Sein Plan zum Eintritt in die Bundeswehr nach dem Beschluss zur Wiederbewaffnung scheiterte jedoch, wofür er Staatssekretär Hans Globke und Kreise ehemaliger Offiziere in seiner Biografie verantwortlich machte, die keinen “Verräter” in ihren Reihen wünschten, was den Blick  auf die Rekrutierung der frühen Offiziere sehr kritisch sehen lässt.

Nach einem schweren Reitunfall ab 1967 querschittsgelähmt kümmerte sich Gersdorff um ehrenamtliche Tätigkeiten im Johanniterorden, deren Ehrenkommandanteur er war und gründete die Johanniter-Unfall-Hilfe, deren Gründungspräsident und langjähriger Vorstandsvorsitzender er wurde. Für seine außerordentlichen Verdienste wurde ihm 1979 das Große Bundesverdienstkreuz verliehen und später wurde nach ihm noch die Generalmajor Freiherr von Gersdorff Kaserne in Euskirchen benannt.

Die Bereitschaft sein Leben zu opfern, um andere zu retten, unterscheidet Gersdorff entscheidend von islamistischen Selbstmordattentätern, gemeinsam haben sie, dass sie bereit sind andere zu töten, um eines höheren Zieles wegen, auch wenn im Fall des militärischen Widerstandes davon ausgegangen werden kann, dass sie damit mehr Leben retten als beeinträchtigen wollten, der Tyrannenmord mag verständlich sein und in einem höheren Sinne gerechtfertigt, bleibt doch die Tat eines Menschen, der seine Ziele über das Leben anderer Menschen stellte, immer auch den Tod Unschuldiger riskiert.

_Erfasste Angaben_
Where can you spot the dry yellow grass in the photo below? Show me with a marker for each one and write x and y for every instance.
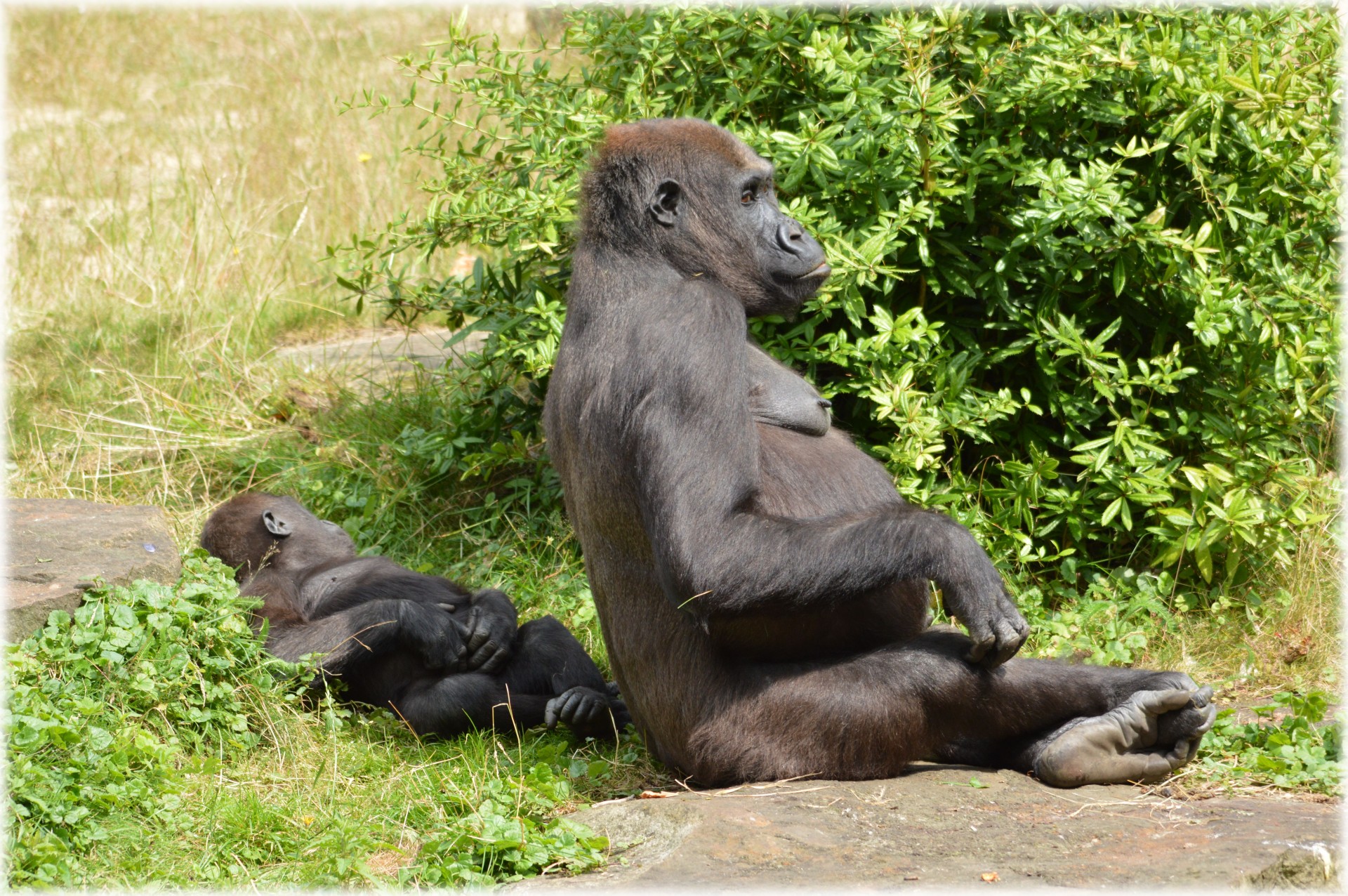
(176, 178)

_Die Aufgabe_
Beantworte zum Text über Gersdorff diese drei Fragen:
1. Wen machte Gersdorff in seiner Biografie dafür verantwortlich, dass sein Plan zum Eintritt in die Bundeswehr scheiterte?
2. Welche Organisation gründete er?
3. In welchem Jahr wurde ihm das Große Bundesverdienstkreuz verliehen?

_Richtige Antwort_
1. Staatssekretär Hans Globke und Kreise ehemaliger Offiziere
2. Die Johanniter-Unfall-Hilfe
3. 1979